**REQUIRED ACTION:** Write out the data word for word, taking care that no picture is carried over.

::::

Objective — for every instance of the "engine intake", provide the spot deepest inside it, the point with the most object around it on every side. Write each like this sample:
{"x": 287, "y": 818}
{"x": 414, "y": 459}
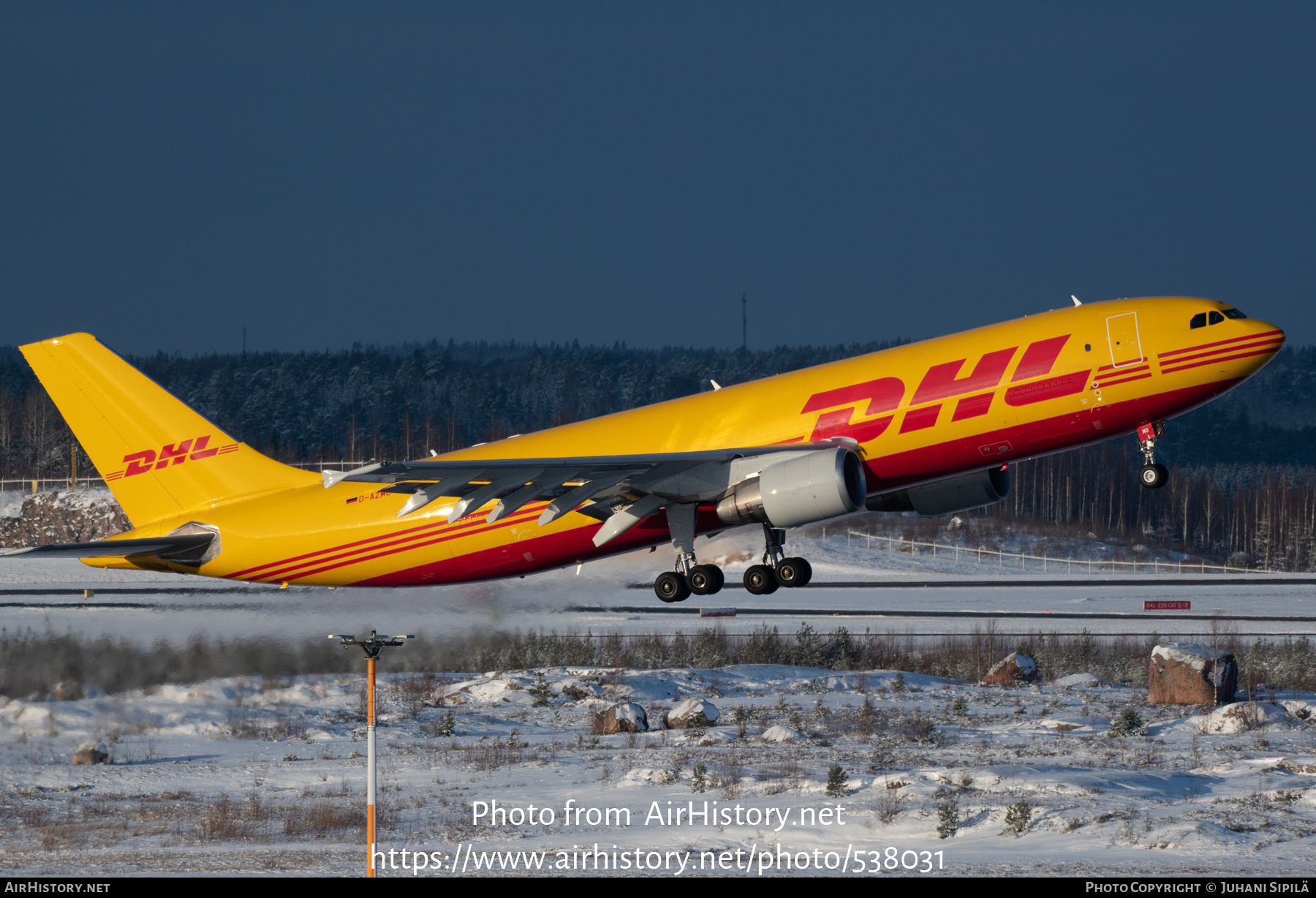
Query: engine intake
{"x": 802, "y": 490}
{"x": 947, "y": 497}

::::

**TASK ANSWER:**
Objective — for every instance of the "engine intake", provide the spot deepest inside it, the point with the most object around it on every side. Write each like this sample:
{"x": 287, "y": 818}
{"x": 414, "y": 459}
Query: engine intake
{"x": 802, "y": 490}
{"x": 947, "y": 497}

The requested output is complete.